▶ WRITTEN REQUEST A
Please collect every line of the records below that contains the word "patterned".

▶ PASSAGE SHOWN
* * * * * * * * *

UNITED STATES
SECURITIES AND EXCHANGE COMMISSION

Washington, DC 20549

 

FORM 8-K

 

CURRENT REPORT Pursuant
to Section 13 or 15(d) of the
Securities Exchange Act of 1934

 

 Date of Report (Date of Earliest Event Reported): March 7, 2006

 

EQUITY RESIDENTIAL

(Exact Name of Registrant as Specified in its Charter)

 

Maryland

 

1-12252

 

13-3675988

(State or other jurisdiction

 

(Commission

 

(I.R.S. Employer

of incorporation or organization)

 

File Number)

 

Identification No.)

 

ERP OPERATING LIMITED PARTNERSHIP

(Exact Name of Registrant as Specified in its Charter)

 

Illinois

 

0-24920

 

36-3894853

(State or other jurisdiction

 

(Commission

 

(I.R.S. Employer

of incorporation or organization)

 

File Number)

 

Identification No.)

 

 

 

 

 

Two North Riverside Plaza, Suite 400

 

 

Chicago, Illinois

 

60606

(Address of principal executive offices)

 

(Zip Code)

 

Registrant’s telephone number, including area code: (312) 474-1300

 

Not applicable

(Former Name or Former Address, if Changed Since Last Report)

 

Check the appropriate box below if the Form 8-K filing is intended to simultaneously satisfy the filing obligation of the registrant under any of the following provisions (see General Instruction A.2. below):

 

o   Written communications pursuant to Rule 425 under the Securities Act (17 CFR 230.425)

 

o   Soliciting material pursuant to Rule 14a-12 under the Exchange Act (17 CFR 240.14a-12)

 

o   Pre-commencement communications pursuant to Rule 14d-2(b) under the Exchange Act (17 CFR 240.14d-2(b))

 

o   Pre-commencement communications pursuant to Rule 13e-4(c) under the Exchange Act (17 CFR 240.13e-4(c))

 

 



 

Item 9.01. Financial Statements and Exhibits.

 

(a), (b) Throughout 2005, Equity Residential, through its operating partnership, ERP Operating Limited Partnership (collectively with Equity Residential, the “Company”), acquired various real estate properties, including the Company’s acquisitions of the properties known as Harbor Steps, Northlake, Oak Mill I, Stoney Ridge and Skyline Towers (collectively the “Properties”). The Company is hereby filing certain financial information relating to the Properties (see Item 9.01(d) below) indicated under Rule 3-14 and Article 11 of Regulation S-X. In addition, on January 5, 2006, the Company filed a Form 8-K filing certain financial information relating to the Company’s acquisition of Trump Place indicated under Rule 3-14 and Article 11 of Regulation S-X. Certain information regarding Trump Place is included in the pro forma financial information contained herein.

* * * * * * * * *

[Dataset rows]
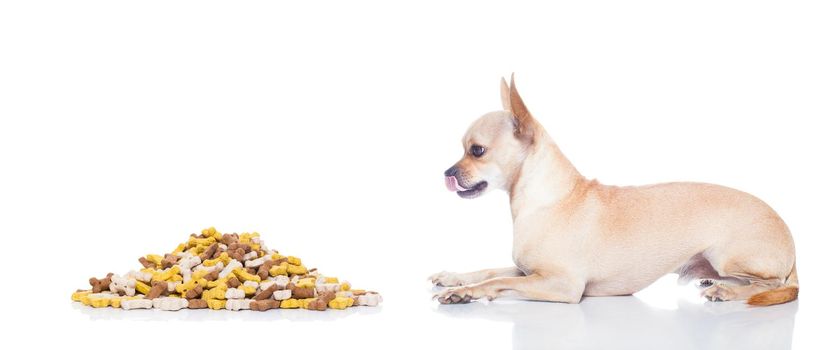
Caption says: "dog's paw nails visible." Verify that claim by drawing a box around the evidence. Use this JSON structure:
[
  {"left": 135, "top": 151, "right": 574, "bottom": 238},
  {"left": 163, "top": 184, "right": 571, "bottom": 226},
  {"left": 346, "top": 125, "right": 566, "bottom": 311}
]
[
  {"left": 697, "top": 278, "right": 714, "bottom": 288},
  {"left": 428, "top": 271, "right": 463, "bottom": 287},
  {"left": 434, "top": 288, "right": 474, "bottom": 304}
]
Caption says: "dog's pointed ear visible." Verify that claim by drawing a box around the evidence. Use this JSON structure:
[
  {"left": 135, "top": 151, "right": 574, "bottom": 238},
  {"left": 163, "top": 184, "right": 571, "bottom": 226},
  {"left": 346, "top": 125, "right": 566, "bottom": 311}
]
[
  {"left": 500, "top": 77, "right": 512, "bottom": 111},
  {"left": 504, "top": 73, "right": 535, "bottom": 142}
]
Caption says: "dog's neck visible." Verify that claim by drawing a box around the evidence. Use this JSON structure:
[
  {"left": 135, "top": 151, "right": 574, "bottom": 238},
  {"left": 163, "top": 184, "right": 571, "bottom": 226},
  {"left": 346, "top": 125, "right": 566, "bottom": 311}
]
[{"left": 509, "top": 127, "right": 585, "bottom": 221}]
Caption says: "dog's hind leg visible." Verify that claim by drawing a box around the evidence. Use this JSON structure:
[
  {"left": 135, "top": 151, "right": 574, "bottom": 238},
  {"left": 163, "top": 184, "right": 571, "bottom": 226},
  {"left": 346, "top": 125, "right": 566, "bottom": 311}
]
[
  {"left": 428, "top": 266, "right": 524, "bottom": 287},
  {"left": 435, "top": 275, "right": 585, "bottom": 304},
  {"left": 703, "top": 247, "right": 798, "bottom": 306}
]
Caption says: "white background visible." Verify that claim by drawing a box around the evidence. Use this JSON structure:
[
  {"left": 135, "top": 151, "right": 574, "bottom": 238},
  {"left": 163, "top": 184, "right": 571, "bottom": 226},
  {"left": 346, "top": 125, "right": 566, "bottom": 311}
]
[{"left": 0, "top": 1, "right": 833, "bottom": 349}]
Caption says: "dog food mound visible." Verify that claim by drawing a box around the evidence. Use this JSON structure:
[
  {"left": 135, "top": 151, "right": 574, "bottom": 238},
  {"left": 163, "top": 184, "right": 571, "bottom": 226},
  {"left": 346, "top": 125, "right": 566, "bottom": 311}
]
[{"left": 72, "top": 227, "right": 382, "bottom": 311}]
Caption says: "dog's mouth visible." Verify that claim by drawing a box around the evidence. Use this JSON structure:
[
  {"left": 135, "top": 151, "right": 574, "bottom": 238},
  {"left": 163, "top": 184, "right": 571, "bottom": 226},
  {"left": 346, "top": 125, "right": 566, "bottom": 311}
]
[{"left": 445, "top": 176, "right": 488, "bottom": 198}]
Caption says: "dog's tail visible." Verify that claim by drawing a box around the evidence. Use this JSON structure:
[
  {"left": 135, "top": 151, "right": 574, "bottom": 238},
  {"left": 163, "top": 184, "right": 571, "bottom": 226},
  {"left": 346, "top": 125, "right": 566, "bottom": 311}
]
[{"left": 746, "top": 263, "right": 798, "bottom": 306}]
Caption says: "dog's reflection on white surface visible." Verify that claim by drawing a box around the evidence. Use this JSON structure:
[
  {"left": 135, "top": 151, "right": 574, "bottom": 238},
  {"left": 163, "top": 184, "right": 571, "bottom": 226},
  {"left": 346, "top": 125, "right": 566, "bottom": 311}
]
[{"left": 437, "top": 296, "right": 798, "bottom": 350}]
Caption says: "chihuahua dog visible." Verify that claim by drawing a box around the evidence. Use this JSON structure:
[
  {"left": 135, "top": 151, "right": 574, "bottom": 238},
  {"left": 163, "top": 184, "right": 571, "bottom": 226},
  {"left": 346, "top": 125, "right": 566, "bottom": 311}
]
[{"left": 430, "top": 76, "right": 798, "bottom": 306}]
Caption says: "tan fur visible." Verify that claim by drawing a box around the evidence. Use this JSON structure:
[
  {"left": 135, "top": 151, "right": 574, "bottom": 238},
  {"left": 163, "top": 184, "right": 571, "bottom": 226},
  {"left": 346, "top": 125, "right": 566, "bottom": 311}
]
[{"left": 431, "top": 78, "right": 798, "bottom": 305}]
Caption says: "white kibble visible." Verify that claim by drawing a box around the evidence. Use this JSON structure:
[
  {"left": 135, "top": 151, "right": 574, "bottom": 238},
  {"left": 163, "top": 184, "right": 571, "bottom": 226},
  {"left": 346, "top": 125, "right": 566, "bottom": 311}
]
[
  {"left": 226, "top": 288, "right": 246, "bottom": 299},
  {"left": 272, "top": 289, "right": 292, "bottom": 300},
  {"left": 121, "top": 299, "right": 153, "bottom": 310},
  {"left": 153, "top": 297, "right": 188, "bottom": 311},
  {"left": 226, "top": 298, "right": 252, "bottom": 311}
]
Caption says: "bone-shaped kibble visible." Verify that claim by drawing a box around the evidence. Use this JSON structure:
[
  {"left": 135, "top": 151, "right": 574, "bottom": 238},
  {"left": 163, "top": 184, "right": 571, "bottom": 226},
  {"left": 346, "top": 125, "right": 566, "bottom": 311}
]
[
  {"left": 233, "top": 268, "right": 260, "bottom": 282},
  {"left": 121, "top": 299, "right": 153, "bottom": 310},
  {"left": 226, "top": 299, "right": 252, "bottom": 311},
  {"left": 188, "top": 299, "right": 208, "bottom": 309},
  {"left": 127, "top": 270, "right": 153, "bottom": 282},
  {"left": 315, "top": 283, "right": 340, "bottom": 293},
  {"left": 90, "top": 272, "right": 113, "bottom": 293},
  {"left": 249, "top": 299, "right": 281, "bottom": 311},
  {"left": 272, "top": 289, "right": 292, "bottom": 300},
  {"left": 145, "top": 281, "right": 168, "bottom": 299},
  {"left": 245, "top": 252, "right": 271, "bottom": 267},
  {"left": 356, "top": 293, "right": 382, "bottom": 306},
  {"left": 327, "top": 297, "right": 353, "bottom": 310},
  {"left": 254, "top": 283, "right": 278, "bottom": 300},
  {"left": 225, "top": 288, "right": 246, "bottom": 299},
  {"left": 153, "top": 297, "right": 188, "bottom": 311},
  {"left": 220, "top": 260, "right": 243, "bottom": 278},
  {"left": 72, "top": 228, "right": 382, "bottom": 311},
  {"left": 243, "top": 250, "right": 257, "bottom": 267},
  {"left": 110, "top": 276, "right": 136, "bottom": 297}
]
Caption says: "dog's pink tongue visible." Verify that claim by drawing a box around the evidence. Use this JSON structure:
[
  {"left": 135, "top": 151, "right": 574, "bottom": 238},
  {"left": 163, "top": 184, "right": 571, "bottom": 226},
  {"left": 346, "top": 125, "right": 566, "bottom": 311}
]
[{"left": 445, "top": 176, "right": 466, "bottom": 192}]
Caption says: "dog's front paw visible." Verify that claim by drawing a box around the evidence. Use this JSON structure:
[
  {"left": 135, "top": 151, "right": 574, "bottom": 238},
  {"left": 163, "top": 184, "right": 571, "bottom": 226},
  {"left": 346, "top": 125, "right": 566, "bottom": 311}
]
[
  {"left": 702, "top": 284, "right": 736, "bottom": 301},
  {"left": 428, "top": 271, "right": 465, "bottom": 287},
  {"left": 434, "top": 287, "right": 476, "bottom": 304}
]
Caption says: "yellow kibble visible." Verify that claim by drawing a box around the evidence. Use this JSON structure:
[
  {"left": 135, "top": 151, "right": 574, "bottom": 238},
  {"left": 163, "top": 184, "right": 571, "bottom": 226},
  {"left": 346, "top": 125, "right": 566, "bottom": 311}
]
[
  {"left": 242, "top": 286, "right": 257, "bottom": 295},
  {"left": 150, "top": 265, "right": 182, "bottom": 281},
  {"left": 295, "top": 277, "right": 315, "bottom": 288},
  {"left": 202, "top": 286, "right": 227, "bottom": 300},
  {"left": 206, "top": 299, "right": 226, "bottom": 310},
  {"left": 72, "top": 290, "right": 92, "bottom": 301},
  {"left": 171, "top": 243, "right": 188, "bottom": 254},
  {"left": 191, "top": 270, "right": 209, "bottom": 280},
  {"left": 234, "top": 268, "right": 260, "bottom": 282},
  {"left": 280, "top": 299, "right": 301, "bottom": 309},
  {"left": 327, "top": 297, "right": 353, "bottom": 310},
  {"left": 87, "top": 296, "right": 111, "bottom": 308},
  {"left": 136, "top": 281, "right": 150, "bottom": 295},
  {"left": 286, "top": 265, "right": 307, "bottom": 275},
  {"left": 269, "top": 265, "right": 287, "bottom": 277},
  {"left": 206, "top": 276, "right": 229, "bottom": 288},
  {"left": 300, "top": 298, "right": 315, "bottom": 309},
  {"left": 202, "top": 226, "right": 219, "bottom": 238},
  {"left": 188, "top": 236, "right": 217, "bottom": 247},
  {"left": 145, "top": 254, "right": 164, "bottom": 266},
  {"left": 110, "top": 298, "right": 123, "bottom": 309}
]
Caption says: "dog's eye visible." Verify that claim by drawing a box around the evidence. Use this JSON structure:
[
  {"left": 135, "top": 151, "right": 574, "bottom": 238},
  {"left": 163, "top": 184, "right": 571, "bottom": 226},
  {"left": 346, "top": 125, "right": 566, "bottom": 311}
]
[{"left": 469, "top": 145, "right": 486, "bottom": 158}]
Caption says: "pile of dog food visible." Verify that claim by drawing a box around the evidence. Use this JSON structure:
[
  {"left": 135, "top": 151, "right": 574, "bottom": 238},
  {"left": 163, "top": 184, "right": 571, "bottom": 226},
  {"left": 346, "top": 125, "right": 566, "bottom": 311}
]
[{"left": 72, "top": 227, "right": 382, "bottom": 311}]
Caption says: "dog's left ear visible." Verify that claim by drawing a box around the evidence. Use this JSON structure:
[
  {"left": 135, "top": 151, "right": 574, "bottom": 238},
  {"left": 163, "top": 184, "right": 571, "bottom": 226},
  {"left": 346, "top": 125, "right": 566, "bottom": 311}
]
[
  {"left": 500, "top": 77, "right": 512, "bottom": 112},
  {"left": 508, "top": 73, "right": 535, "bottom": 143}
]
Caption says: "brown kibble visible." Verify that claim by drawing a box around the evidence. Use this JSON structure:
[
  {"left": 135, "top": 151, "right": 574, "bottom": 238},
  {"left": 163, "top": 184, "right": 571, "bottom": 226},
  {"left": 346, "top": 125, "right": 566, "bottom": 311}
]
[
  {"left": 188, "top": 299, "right": 208, "bottom": 309},
  {"left": 162, "top": 254, "right": 179, "bottom": 269},
  {"left": 229, "top": 243, "right": 252, "bottom": 254},
  {"left": 226, "top": 276, "right": 240, "bottom": 288},
  {"left": 228, "top": 248, "right": 246, "bottom": 263},
  {"left": 292, "top": 285, "right": 315, "bottom": 299},
  {"left": 203, "top": 270, "right": 220, "bottom": 281},
  {"left": 249, "top": 299, "right": 281, "bottom": 311},
  {"left": 139, "top": 257, "right": 156, "bottom": 269},
  {"left": 145, "top": 281, "right": 168, "bottom": 299},
  {"left": 318, "top": 292, "right": 336, "bottom": 303},
  {"left": 90, "top": 272, "right": 113, "bottom": 293},
  {"left": 220, "top": 233, "right": 240, "bottom": 245},
  {"left": 308, "top": 299, "right": 327, "bottom": 311},
  {"left": 185, "top": 284, "right": 202, "bottom": 299},
  {"left": 254, "top": 283, "right": 278, "bottom": 300},
  {"left": 200, "top": 243, "right": 220, "bottom": 261}
]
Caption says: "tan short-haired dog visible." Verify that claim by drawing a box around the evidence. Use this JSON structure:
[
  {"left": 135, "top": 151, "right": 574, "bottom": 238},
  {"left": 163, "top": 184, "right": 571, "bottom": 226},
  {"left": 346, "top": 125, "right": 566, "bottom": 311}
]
[{"left": 431, "top": 78, "right": 798, "bottom": 305}]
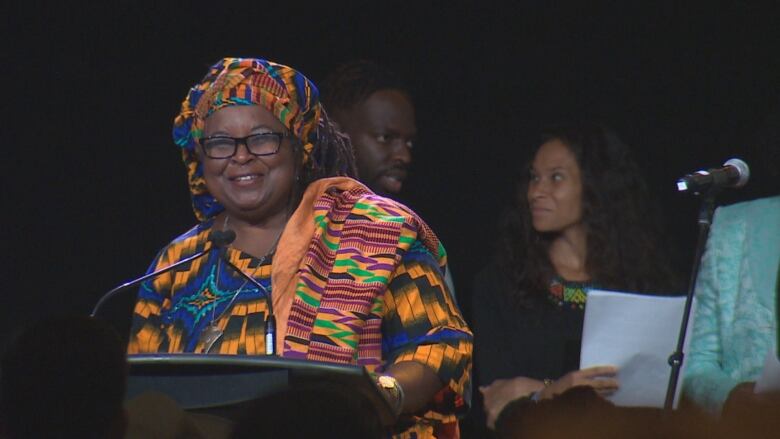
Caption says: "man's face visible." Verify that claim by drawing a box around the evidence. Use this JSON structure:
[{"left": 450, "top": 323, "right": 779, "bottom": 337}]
[{"left": 336, "top": 89, "right": 417, "bottom": 195}]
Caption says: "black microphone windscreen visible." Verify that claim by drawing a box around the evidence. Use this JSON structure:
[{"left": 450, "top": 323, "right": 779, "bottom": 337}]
[{"left": 210, "top": 229, "right": 236, "bottom": 247}]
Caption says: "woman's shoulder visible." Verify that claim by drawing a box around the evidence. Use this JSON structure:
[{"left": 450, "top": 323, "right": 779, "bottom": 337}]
[
  {"left": 715, "top": 196, "right": 780, "bottom": 227},
  {"left": 157, "top": 219, "right": 214, "bottom": 251}
]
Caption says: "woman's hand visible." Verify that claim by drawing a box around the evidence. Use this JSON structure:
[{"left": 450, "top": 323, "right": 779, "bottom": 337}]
[
  {"left": 479, "top": 377, "right": 544, "bottom": 429},
  {"left": 539, "top": 366, "right": 619, "bottom": 399}
]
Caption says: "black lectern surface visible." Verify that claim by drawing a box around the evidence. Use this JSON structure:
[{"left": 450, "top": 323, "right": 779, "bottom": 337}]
[{"left": 127, "top": 354, "right": 396, "bottom": 426}]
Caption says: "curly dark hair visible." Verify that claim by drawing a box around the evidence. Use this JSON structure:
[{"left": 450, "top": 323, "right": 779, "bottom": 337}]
[
  {"left": 320, "top": 59, "right": 411, "bottom": 117},
  {"left": 497, "top": 123, "right": 679, "bottom": 307},
  {"left": 292, "top": 108, "right": 357, "bottom": 205}
]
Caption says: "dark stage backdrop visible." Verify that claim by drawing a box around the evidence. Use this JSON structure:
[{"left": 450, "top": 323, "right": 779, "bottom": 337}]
[{"left": 6, "top": 1, "right": 780, "bottom": 348}]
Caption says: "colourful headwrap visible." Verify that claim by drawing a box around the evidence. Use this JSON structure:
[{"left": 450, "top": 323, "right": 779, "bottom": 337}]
[{"left": 173, "top": 58, "right": 322, "bottom": 221}]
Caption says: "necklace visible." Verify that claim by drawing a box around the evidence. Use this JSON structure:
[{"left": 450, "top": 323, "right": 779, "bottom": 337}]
[{"left": 198, "top": 214, "right": 282, "bottom": 354}]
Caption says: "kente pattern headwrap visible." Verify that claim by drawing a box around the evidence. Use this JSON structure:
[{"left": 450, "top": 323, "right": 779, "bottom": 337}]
[{"left": 173, "top": 58, "right": 322, "bottom": 221}]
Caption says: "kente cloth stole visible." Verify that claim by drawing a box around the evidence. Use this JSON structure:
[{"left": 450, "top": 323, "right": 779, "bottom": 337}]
[{"left": 283, "top": 186, "right": 446, "bottom": 371}]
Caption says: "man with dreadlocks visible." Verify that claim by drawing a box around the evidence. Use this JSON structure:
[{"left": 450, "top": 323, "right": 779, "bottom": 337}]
[
  {"left": 322, "top": 60, "right": 457, "bottom": 301},
  {"left": 128, "top": 58, "right": 472, "bottom": 438},
  {"left": 322, "top": 60, "right": 417, "bottom": 196}
]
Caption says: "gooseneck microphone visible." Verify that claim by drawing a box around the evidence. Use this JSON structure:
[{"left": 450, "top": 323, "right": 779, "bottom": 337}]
[
  {"left": 90, "top": 230, "right": 236, "bottom": 317},
  {"left": 220, "top": 249, "right": 276, "bottom": 355},
  {"left": 677, "top": 158, "right": 750, "bottom": 193}
]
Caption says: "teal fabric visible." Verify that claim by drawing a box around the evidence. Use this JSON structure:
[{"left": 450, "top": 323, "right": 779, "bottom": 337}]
[{"left": 683, "top": 196, "right": 780, "bottom": 414}]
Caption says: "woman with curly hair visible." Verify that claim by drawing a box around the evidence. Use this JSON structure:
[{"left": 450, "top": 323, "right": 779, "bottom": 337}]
[{"left": 472, "top": 124, "right": 675, "bottom": 428}]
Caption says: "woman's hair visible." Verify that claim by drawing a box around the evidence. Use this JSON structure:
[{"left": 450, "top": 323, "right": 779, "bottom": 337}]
[{"left": 497, "top": 124, "right": 677, "bottom": 306}]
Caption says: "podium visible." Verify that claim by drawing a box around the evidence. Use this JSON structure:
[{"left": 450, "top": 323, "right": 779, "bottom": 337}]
[{"left": 127, "top": 354, "right": 396, "bottom": 427}]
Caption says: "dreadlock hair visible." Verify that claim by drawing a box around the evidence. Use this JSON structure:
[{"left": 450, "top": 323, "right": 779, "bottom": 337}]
[
  {"left": 321, "top": 59, "right": 411, "bottom": 114},
  {"left": 293, "top": 108, "right": 357, "bottom": 205},
  {"left": 496, "top": 123, "right": 680, "bottom": 308}
]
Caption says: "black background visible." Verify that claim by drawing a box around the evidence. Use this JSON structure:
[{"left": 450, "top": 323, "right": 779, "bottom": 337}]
[{"left": 6, "top": 1, "right": 780, "bottom": 348}]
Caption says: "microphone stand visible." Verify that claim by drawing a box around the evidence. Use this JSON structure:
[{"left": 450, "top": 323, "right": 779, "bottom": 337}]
[
  {"left": 220, "top": 251, "right": 276, "bottom": 355},
  {"left": 664, "top": 189, "right": 717, "bottom": 411},
  {"left": 90, "top": 230, "right": 236, "bottom": 317}
]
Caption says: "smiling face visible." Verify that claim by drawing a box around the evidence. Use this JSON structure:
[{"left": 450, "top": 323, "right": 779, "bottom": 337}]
[
  {"left": 198, "top": 105, "right": 296, "bottom": 222},
  {"left": 336, "top": 90, "right": 417, "bottom": 194},
  {"left": 527, "top": 139, "right": 583, "bottom": 233}
]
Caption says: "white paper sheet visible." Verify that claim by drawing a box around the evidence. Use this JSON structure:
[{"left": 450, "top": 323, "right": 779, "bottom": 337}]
[
  {"left": 753, "top": 345, "right": 780, "bottom": 393},
  {"left": 580, "top": 290, "right": 695, "bottom": 407}
]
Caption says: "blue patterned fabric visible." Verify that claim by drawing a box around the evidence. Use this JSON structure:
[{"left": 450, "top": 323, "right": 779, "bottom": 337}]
[{"left": 683, "top": 196, "right": 780, "bottom": 414}]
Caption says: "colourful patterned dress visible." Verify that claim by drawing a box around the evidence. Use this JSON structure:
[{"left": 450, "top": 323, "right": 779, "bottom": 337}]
[{"left": 129, "top": 179, "right": 472, "bottom": 438}]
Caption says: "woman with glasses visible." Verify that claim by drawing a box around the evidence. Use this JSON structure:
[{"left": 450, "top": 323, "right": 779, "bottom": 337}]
[
  {"left": 472, "top": 124, "right": 676, "bottom": 436},
  {"left": 129, "top": 58, "right": 472, "bottom": 437}
]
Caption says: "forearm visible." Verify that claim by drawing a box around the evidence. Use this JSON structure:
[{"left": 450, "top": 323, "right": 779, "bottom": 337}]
[{"left": 385, "top": 361, "right": 444, "bottom": 413}]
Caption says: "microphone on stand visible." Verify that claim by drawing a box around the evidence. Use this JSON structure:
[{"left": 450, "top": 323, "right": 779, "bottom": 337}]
[
  {"left": 220, "top": 249, "right": 276, "bottom": 355},
  {"left": 90, "top": 230, "right": 236, "bottom": 317},
  {"left": 677, "top": 158, "right": 750, "bottom": 194}
]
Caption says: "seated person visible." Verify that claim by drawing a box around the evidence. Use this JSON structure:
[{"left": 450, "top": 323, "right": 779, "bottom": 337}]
[
  {"left": 683, "top": 114, "right": 780, "bottom": 415},
  {"left": 0, "top": 316, "right": 127, "bottom": 439},
  {"left": 322, "top": 60, "right": 457, "bottom": 300},
  {"left": 231, "top": 382, "right": 387, "bottom": 439},
  {"left": 472, "top": 124, "right": 677, "bottom": 434},
  {"left": 129, "top": 58, "right": 472, "bottom": 438},
  {"left": 322, "top": 60, "right": 417, "bottom": 196}
]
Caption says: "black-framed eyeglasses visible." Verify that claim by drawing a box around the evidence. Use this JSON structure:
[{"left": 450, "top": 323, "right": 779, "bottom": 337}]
[{"left": 198, "top": 133, "right": 289, "bottom": 159}]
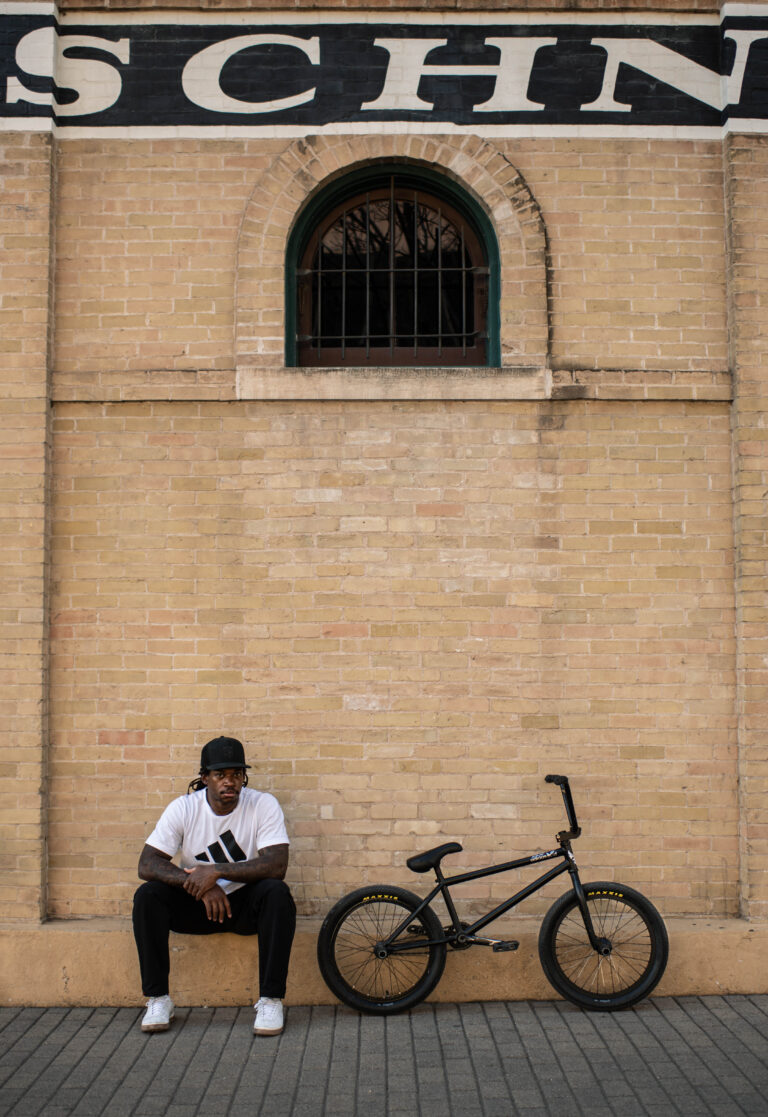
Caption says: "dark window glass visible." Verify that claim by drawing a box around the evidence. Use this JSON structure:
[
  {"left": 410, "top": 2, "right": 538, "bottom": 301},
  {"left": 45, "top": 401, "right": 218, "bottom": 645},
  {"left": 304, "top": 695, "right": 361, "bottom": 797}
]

* * * * * * * * *

▶ WRITTEN REQUEST B
Continue the Equity Residential Form 8-K filing above, starting right after its last sentence.

▶ EXPECTED OUTPUT A
Caption says: "blue patterned fabric visible." Verify that claim by drawing a box around the evidence. Use this JSON structure:
Caption says: "colourful patterned dress visible." Verify that claim by drawing a box around the evidence. Use this JSON structure:

▶ EXPECTED OUTPUT B
 

The Properties and Trump Place were each acquired from unrelated third parties. After reasonable inquiry, the Company is not aware of any material factors relating to the operations of the Properties and Trump Place not otherwise disclosed that would cause the reported historical financial information not to be necessarily indicative of future operating results.

 

Material factors considered in assessing the acquisition of the Properties and Trump Place included, but were not limited to, the opportunity to acquire premier assets in the Company’s strategic targeted markets and the following:

 

                  Harbor Steps consists of 730 apartment units in four high-rise towers located in the heart of downtown Seattle, Washington and is near a well known retail center and tourist attraction with excellent views of Elliot Bay and the City of Seattle. The property consists of 734,170 square feet of space including 83,037 square feet of retail space and 15,414 square feet of master leased corporate housing hotel units. The historical and expected future cash flows of the property are strong and stable and the property has an occupancy percentage greater than 95%. Harbor Steps was acquired on September 23, 2005 for a purchase price of $217.3 million.

 

                  Northlake, Oak Mill I and Stoney Ridge (collectively the “Artery Properties”) consist of 776 apartment units in three garden style properties located in the metropolitan Washington, D.C. area. The Artery Properties consist of 657,259 square feet of residential space. The historical and expected future cash flows of the properties are strong and stable and the properties have an occupancy percentage greater than 89%. Northlake, Oak Mill I and Stoney Ridge were acquired on September 2, 2005, November 10, 2005 and October 13, 2005, respectively, for purchase prices of $37.7 million, $22.6 million and $32.0 million, respectively.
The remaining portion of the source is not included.